Region annotation data
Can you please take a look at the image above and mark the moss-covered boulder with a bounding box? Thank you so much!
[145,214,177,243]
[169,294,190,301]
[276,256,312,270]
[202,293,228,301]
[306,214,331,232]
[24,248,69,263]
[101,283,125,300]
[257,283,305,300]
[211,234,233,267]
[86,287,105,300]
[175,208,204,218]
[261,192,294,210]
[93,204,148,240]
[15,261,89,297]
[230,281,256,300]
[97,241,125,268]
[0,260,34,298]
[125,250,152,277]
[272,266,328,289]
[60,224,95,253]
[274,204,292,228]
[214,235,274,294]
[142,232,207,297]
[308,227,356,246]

--

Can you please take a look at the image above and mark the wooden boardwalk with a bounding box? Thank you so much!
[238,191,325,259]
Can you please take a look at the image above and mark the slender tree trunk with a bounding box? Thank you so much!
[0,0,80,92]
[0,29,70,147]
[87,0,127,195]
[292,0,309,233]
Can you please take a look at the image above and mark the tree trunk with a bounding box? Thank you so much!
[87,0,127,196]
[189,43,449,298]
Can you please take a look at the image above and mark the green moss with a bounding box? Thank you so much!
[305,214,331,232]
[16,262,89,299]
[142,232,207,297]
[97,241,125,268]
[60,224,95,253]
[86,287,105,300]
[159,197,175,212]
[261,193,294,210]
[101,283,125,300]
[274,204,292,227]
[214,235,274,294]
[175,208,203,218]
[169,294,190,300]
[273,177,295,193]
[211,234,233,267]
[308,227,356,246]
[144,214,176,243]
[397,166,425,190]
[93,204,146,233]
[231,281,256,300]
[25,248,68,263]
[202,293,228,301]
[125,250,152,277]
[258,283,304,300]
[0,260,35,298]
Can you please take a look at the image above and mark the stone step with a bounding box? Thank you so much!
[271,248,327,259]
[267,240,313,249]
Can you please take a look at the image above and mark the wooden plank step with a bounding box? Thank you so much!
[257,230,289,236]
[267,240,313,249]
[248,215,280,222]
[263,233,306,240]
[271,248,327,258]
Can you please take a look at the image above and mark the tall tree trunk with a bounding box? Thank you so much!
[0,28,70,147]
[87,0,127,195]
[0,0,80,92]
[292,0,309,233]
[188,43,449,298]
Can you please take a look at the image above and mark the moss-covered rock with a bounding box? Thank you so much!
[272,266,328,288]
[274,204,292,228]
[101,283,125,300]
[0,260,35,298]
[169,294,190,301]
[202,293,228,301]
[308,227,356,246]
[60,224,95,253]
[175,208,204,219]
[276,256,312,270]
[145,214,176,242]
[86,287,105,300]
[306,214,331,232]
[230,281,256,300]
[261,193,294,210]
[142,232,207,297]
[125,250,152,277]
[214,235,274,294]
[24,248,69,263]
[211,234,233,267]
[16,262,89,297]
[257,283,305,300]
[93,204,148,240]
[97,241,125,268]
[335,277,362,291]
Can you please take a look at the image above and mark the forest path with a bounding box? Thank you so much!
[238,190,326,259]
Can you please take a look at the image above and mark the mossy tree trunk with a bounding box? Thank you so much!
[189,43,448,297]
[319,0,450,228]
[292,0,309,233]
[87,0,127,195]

* _What to do_
Convert everything in the data from the line containing "mark the green" down to the line containing "[188,43,449,298]", both included, into a Markdown table with the columns "No." and "Line", one row per line, omitting blank lines.

* _Exercise response_
| No. | Line |
|---|---|
| 1 | Can you please take a look at the image above and mark the green moss with a bounding box? Thank you so much! |
| 2 | [305,214,331,232] |
| 3 | [16,262,89,299] |
| 4 | [142,232,207,297] |
| 5 | [97,241,125,268] |
| 6 | [60,224,95,253] |
| 7 | [86,287,105,300] |
| 8 | [159,197,175,212] |
| 9 | [261,193,294,210] |
| 10 | [101,283,125,300] |
| 11 | [274,204,292,227] |
| 12 | [214,235,274,294] |
| 13 | [175,208,203,218] |
| 14 | [169,294,190,300] |
| 15 | [273,177,295,193] |
| 16 | [211,234,233,267] |
| 17 | [308,227,356,246] |
| 18 | [144,214,176,243] |
| 19 | [397,166,425,190] |
| 20 | [93,204,146,233] |
| 21 | [231,281,256,300] |
| 22 | [25,248,68,263] |
| 23 | [202,293,228,301] |
| 24 | [125,250,152,277] |
| 25 | [258,283,304,300] |
| 26 | [0,260,35,298] |
| 27 | Can you please take a look at the image above and mark the stone step with a bounding box? Thank you so much! |
| 28 | [271,248,327,259] |
| 29 | [267,240,313,249] |
| 30 | Can you please take a look at the image above and mark the wooden plank step with a bounding box? Thank you so much! |
| 31 | [257,230,289,236] |
| 32 | [267,240,313,249] |
| 33 | [248,215,280,222] |
| 34 | [263,233,306,240] |
| 35 | [271,248,327,258] |
| 36 | Can you please take a look at the image above and mark the tall tree trunk with a bounding box? Thank you so much! |
| 37 | [0,28,70,147] |
| 38 | [87,0,127,195] |
| 39 | [0,0,80,92] |
| 40 | [292,0,309,233] |
| 41 | [188,43,449,298] |